* _Task requirements_
Rewrite the data as a numbered list, skipping any blank lines: begin at the line that contains "image for blurred" and stop after the line that contains "[150,277,194,308]".

* _Data to use_

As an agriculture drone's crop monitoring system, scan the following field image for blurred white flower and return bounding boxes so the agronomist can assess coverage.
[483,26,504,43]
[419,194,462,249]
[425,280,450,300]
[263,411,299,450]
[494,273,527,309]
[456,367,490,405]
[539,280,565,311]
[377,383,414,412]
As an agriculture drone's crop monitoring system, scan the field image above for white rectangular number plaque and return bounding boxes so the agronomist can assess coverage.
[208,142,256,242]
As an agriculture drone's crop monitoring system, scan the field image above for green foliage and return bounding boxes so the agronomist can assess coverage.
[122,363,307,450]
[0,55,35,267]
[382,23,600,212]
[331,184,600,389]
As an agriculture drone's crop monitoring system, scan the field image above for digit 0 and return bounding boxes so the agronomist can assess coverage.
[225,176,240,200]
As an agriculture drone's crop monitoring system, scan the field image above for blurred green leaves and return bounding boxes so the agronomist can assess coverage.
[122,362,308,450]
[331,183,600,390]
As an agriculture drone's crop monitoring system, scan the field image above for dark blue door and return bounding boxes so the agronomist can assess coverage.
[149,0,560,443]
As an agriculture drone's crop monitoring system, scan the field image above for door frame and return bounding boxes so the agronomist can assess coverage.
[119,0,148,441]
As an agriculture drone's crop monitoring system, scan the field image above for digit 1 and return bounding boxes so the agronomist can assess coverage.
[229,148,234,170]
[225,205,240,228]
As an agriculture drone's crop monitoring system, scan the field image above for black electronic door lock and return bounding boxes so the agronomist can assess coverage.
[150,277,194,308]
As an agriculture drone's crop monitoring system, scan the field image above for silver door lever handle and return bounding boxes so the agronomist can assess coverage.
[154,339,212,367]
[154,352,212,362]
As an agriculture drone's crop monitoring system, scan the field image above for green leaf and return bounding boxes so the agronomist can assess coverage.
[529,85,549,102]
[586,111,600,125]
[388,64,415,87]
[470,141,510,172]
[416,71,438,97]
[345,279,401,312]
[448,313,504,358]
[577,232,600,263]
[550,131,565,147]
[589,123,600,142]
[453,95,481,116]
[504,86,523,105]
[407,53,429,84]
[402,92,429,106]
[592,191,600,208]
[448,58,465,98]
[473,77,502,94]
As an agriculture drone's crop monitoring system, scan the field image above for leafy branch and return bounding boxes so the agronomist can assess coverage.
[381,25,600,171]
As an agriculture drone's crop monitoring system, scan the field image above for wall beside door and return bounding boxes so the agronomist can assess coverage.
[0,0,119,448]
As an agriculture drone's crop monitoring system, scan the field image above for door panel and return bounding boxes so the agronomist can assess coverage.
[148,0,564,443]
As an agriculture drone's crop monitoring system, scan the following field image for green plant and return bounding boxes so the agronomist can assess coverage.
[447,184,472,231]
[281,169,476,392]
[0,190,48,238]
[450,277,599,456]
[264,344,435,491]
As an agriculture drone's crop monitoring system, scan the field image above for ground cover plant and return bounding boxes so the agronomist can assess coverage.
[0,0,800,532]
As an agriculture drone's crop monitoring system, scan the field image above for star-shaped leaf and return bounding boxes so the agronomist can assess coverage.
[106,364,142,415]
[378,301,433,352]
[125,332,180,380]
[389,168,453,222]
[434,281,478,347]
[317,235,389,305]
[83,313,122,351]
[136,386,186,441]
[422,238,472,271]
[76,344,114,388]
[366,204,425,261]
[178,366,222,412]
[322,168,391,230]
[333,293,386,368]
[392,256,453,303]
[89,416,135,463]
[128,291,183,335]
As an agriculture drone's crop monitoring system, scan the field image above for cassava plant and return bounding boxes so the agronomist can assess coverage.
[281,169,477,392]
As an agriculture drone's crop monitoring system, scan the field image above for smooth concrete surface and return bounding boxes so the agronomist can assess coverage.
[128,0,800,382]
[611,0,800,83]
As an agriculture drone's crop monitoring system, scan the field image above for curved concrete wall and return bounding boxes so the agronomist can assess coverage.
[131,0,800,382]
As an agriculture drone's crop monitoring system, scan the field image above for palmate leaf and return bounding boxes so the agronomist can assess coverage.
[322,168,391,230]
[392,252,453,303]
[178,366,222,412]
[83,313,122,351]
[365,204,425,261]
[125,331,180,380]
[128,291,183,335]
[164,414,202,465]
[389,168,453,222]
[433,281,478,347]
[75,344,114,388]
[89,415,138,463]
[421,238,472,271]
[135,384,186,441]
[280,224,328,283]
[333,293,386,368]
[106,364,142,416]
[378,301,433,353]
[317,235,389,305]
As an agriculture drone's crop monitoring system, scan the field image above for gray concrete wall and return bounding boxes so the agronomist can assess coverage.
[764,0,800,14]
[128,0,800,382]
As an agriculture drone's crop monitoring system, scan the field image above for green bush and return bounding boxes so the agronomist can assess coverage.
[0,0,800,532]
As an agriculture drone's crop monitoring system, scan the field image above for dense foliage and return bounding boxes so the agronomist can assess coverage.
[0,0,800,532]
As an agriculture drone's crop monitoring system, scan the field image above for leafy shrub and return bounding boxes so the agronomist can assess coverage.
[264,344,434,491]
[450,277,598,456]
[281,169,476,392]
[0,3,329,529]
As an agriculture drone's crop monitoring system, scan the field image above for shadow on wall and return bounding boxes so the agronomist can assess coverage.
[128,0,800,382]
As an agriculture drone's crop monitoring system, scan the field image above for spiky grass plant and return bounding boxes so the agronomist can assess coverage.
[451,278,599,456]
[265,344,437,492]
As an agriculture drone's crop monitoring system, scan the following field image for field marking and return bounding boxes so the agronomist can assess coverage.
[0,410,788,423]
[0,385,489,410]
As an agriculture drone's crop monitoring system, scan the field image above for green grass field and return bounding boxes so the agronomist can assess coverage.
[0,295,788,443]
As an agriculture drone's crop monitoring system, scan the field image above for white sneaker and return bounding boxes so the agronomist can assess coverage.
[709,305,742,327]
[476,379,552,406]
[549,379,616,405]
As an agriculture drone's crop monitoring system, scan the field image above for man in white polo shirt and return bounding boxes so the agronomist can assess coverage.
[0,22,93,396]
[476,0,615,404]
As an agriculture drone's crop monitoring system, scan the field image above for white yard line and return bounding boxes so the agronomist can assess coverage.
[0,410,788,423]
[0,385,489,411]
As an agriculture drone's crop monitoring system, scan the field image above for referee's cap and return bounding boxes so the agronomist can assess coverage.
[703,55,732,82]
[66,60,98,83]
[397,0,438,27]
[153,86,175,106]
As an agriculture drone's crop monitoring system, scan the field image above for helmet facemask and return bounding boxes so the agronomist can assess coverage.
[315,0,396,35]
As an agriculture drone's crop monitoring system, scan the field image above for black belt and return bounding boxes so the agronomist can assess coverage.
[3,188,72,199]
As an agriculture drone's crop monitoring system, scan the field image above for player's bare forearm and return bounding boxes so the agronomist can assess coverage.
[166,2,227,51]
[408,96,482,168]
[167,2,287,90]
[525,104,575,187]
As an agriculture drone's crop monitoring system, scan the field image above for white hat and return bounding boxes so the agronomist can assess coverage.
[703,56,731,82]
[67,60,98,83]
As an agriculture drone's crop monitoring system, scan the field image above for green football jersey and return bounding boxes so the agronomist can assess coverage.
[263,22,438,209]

--

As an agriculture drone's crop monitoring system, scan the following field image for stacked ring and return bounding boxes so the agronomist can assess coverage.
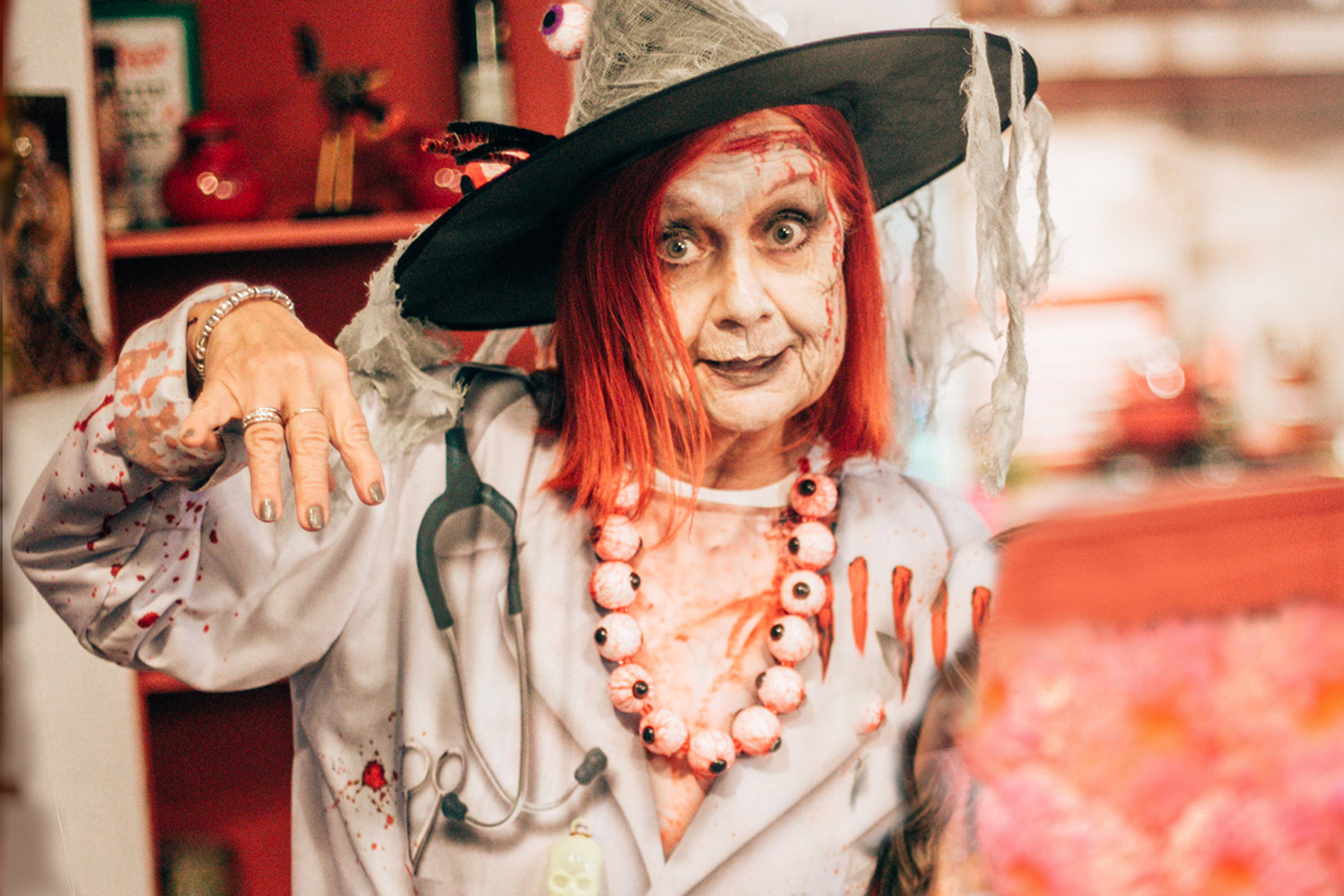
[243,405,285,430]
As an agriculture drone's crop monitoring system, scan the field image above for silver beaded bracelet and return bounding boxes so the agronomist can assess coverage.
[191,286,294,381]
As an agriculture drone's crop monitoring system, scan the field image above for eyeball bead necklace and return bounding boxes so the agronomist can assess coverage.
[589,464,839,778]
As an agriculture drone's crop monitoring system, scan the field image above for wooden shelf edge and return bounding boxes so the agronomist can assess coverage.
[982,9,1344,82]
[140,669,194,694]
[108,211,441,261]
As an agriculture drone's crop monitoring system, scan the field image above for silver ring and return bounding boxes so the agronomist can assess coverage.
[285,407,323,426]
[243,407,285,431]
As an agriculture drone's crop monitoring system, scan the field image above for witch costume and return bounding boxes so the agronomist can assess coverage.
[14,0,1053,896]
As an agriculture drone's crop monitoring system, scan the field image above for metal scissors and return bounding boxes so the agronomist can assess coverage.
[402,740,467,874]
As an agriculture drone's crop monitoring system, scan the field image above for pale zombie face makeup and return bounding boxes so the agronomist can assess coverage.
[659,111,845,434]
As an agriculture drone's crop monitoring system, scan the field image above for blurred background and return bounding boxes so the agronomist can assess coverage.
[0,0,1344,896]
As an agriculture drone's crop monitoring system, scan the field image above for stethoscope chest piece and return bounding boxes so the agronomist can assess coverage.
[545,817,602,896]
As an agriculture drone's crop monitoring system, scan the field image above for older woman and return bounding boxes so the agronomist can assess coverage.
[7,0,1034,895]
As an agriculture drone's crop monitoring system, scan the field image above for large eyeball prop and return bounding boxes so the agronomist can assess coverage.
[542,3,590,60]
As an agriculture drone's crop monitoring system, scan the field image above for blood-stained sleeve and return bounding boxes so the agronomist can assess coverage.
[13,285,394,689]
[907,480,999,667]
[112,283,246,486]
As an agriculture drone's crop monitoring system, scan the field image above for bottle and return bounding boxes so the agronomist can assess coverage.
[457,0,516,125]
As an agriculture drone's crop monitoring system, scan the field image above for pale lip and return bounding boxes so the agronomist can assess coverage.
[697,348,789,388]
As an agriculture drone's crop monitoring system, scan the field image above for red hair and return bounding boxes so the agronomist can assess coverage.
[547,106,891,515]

* _Output below_
1. As an agriculture drone's crop monitoring system, scan the following field image for blurred white flower and return bounding boxes so the agronomist can assess coverage.
2. [483,26,504,43]
3. [419,194,462,249]
4. [425,280,450,300]
5. [263,411,299,450]
6. [494,273,527,309]
7. [456,367,490,405]
8. [539,280,565,311]
9. [377,383,414,412]
10. As an agriculture drone's crop monitoring system, scan the field image above for white rectangular number plaque and return bounding boxes so the agronomist can assess coverage.
11. [208,142,256,242]
12. As an agriculture drone's crop monitoring system, scan the field image above for green foliage and return bounding boxes so the agronomist can assess coverage.
13. [122,363,307,450]
14. [0,55,35,267]
15. [382,23,600,212]
16. [331,184,600,389]
17. As an agriculture drone's crop monitoring system, scan the field image above for digit 0 and return bounding boxes so the agronomist can assess coverage.
18. [225,176,240,200]
19. As an agriculture drone's crop monitoring system, scan the field image above for blurred green leaves and return bounding boxes so the agronomist can assess coverage.
20. [122,362,308,450]
21. [331,183,600,390]
22. As an agriculture drone's crop monitoring system, scan the field image above for dark blue door and return bounding boxes so the agronomist can assess coverage.
23. [149,0,560,443]
24. As an agriculture drone's crop monitoring system, scan the field image above for door frame and return bounding boxes so the agronomist can assess coverage.
25. [119,0,148,441]
26. As an agriculture drone's crop monitoring system, scan the field image above for digit 1 and return bounding boxes so the agronomist can assess coverage.
27. [229,148,234,170]
28. [225,205,240,228]
29. As an agriculture drone's crop monitoring system, scan the field image above for black electronic door lock and return bounding boxes so the agronomist can assess coverage.
30. [150,277,194,308]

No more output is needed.